Google (Alphabet) shares smashed on surprise drop in ad revenue
WASHINGTON. After wallowing on the wrong side of flatline Monday, Mr. Market gave us a pleasant surprise by closing on a modestly positive note, nudging our larger portfolios further into the green. But, just as Mr. Market giveth, he taketh away. And that’s exactly what’s happening Tuesday morning. As of 11 a.m. ET, all three averages are down significantly. And the tech-heavy NASDAQ is getting the worst of it. The surprise villain is Google, aka Alphabet (trading symbols: GOOGL and GOOG).
A Thompson Reuters dispatch tells us why. That info, quoted below, combines an early report with updated information.
“Google parent Alphabet Inc. missed Wall Street estimates for first-quarter revenue on Monday, posting its slowest growth in three years. The disappointing earnings report comes after its rivals for ad dollars Facebook, Snapchat, Amazon, and Twitter, all posted results that were in line or above analyst expectation last week. So investors dumped shares in afterhours trading, pushing the stock down over 7%. [The ad revenue drop occurred] amid increased scrutiny on the company’s private practices and efforts to restrict advertising on potentially offensive content.”
A Thompson Reuters video offers more on Google here.
Google’s surprising (but perhaps unsurprising) ad revenue miss
Mysteriously, Google / Alphabet still refuses to break out the ad and revenue figures for its wholly-owned YouTube subsidiary.
We wonder if ad numbers here are shrinking at least in part because Google’s hard-left Thought Police have been so busy de-monetizing every right-leaning video channel they can find. Although you rarely see them in the top of any video search list, these sites are widely followed. Eliminating their revenue – likely due to battlefield prep for Election 2020 – is or soon will send them somewhere else.
Similar demotions have been a regularly occurrence on Google’s search engine for years. Why not here?
Contrary to popular opinion, the number of consumers who follow these sites and personalities is not trivial. We’ve said a million times before in these columns that virtue-signaling and blatant political partisanship by big American companies will only hurt them in the end.

● **Request**
Continue the article about Alphabet's shares falling after its first-quarter ad revenue miss, starting right after its final sentence.

● **Given data**
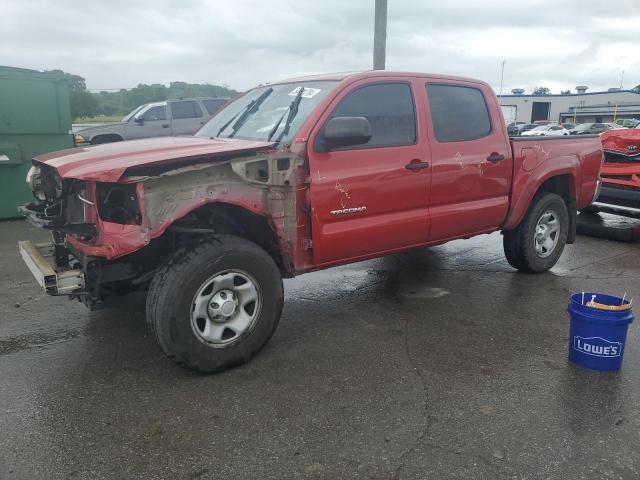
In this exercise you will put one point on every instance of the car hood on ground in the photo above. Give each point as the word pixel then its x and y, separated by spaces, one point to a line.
pixel 96 128
pixel 108 162
pixel 626 141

● **Answer for this exercise**
Perhaps Google is inadvertently joining the ranks of other companies whose offensive politicking has hurt the value of their shares. Companies like Carbonite (CARB), Kellogg’s (K) and Procter & Gamble’s (PG) Gillette subsidiary. Could be.
UPDATING, April 30 at 2 p.m. ET.
A CNBC update report focusing on YouTube reluctantly provides more confirmation for our observations on YouTube’s notorious censorship of the right, which its algorithms regard as loaded with “conspiracy theories.”
“In the first quarter of 2018, Google began making changes to YouTube’s algorithms designed to stop harmful content from appearing in the feed of recommended videos you see on the side of a video page.
“The goal was to make it harder to find videos full of conspiracy theories, fake news and all that other detritus that occasionally sent advertisers fleeing from the platform. Instead of YouTube directing you to a conspiracy theory about the latest school shooting, you were shown related videos from “authoritative” news sources the company considered worthy of bringing you accurate information.
“On top of that, YouTube has removed millions of channels and videos that violated the company’s harmful content policies, most notably Alex Jones.
“But all of those garbage videos also kept engagement high. It kept YouTube users tuned in to their feeds beyond the video they came to watch, even if the company said they only made up less than 1% of all videos on the site.”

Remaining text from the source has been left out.